**Provided data:**
»»

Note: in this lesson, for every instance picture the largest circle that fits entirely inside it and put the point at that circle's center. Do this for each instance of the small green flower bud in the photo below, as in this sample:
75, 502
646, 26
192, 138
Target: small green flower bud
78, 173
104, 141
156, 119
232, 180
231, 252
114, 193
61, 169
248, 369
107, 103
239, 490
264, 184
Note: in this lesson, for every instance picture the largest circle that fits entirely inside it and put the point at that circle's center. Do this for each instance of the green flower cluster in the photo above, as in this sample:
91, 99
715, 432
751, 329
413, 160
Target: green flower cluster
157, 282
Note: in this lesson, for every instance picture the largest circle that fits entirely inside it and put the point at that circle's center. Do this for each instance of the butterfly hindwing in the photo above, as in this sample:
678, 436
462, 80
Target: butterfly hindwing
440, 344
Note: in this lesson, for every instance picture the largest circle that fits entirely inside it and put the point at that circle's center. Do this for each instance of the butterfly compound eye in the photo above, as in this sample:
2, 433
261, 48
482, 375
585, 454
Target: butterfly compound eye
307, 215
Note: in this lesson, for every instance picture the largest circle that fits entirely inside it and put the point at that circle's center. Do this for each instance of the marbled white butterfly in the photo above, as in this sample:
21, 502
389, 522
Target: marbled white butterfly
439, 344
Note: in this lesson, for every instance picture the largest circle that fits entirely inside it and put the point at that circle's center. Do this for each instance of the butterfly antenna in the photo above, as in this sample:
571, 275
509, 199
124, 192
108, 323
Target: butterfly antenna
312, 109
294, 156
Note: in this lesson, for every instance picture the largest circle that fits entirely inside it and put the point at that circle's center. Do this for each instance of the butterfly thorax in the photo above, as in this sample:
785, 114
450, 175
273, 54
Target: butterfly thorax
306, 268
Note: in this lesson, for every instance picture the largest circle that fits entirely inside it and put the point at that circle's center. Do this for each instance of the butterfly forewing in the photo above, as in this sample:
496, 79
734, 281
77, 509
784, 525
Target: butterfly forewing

««

Write out all of the records above exactly as they appear.

**Completed exercise:**
Note: in this lesson, for every instance picture the largest circle that fits entirely inside it and put the point at that circle's center. Do this for each instance of the small green flower bud in the photo below, as in this sample:
75, 502
646, 26
192, 138
Target: small green flower bud
78, 173
104, 141
156, 119
232, 180
231, 252
114, 193
61, 169
248, 369
107, 103
239, 490
264, 184
Note: in this lesson, for every instance picture the largest circle that fits entirely inside it and put the point at that circle's center. Do this for each instance of the green flower cluster in the photo above, as in this sample:
91, 99
715, 432
751, 329
413, 160
Target: green flower cluster
157, 282
Note: in this lesson, for every instance picture the largest circle that fits entirely inside it and put the point at that circle's center. Do this for each instance of the butterfly hindwing in the photo above, as in this sample:
678, 436
462, 80
Target: butterfly hindwing
440, 344
Note: in this lesson, for every instance picture the largest circle that fits entirely inside it and put the point at that circle's center. Do this for each instance of the butterfly compound eye in the photo above, as in this sample:
2, 433
261, 48
482, 375
585, 454
Target: butterfly compound eye
307, 215
Note: in this lesson, for every instance picture the largest circle that fits entirely inside it and put the point at that circle's center. Do this for each instance of the marbled white butterfly in the photo above, as in this sample:
21, 502
389, 522
Target: marbled white butterfly
439, 344
Note: in this lesson, for every instance picture the largest circle that fits entirely inside it and put the point at that circle's center. Do this for each instance of the butterfly antenna in the photo above, as in this sample:
571, 275
509, 199
124, 192
108, 323
Target: butterfly antenna
312, 109
294, 156
Note: in this lesson, for every instance picture the largest circle that fits entirely inside it and put the point at that circle's center. Do this for each instance of the butterfly thorax in the photo above, as in this sample:
785, 114
450, 175
273, 54
Target: butterfly thorax
306, 268
Note: in this lesson, for every instance picture the largest circle that fits entirely inside it and put the point at that circle's center. Do this for each instance of the butterfly forewing in the photo above, as in this sample:
496, 79
734, 281
77, 509
784, 525
Target: butterfly forewing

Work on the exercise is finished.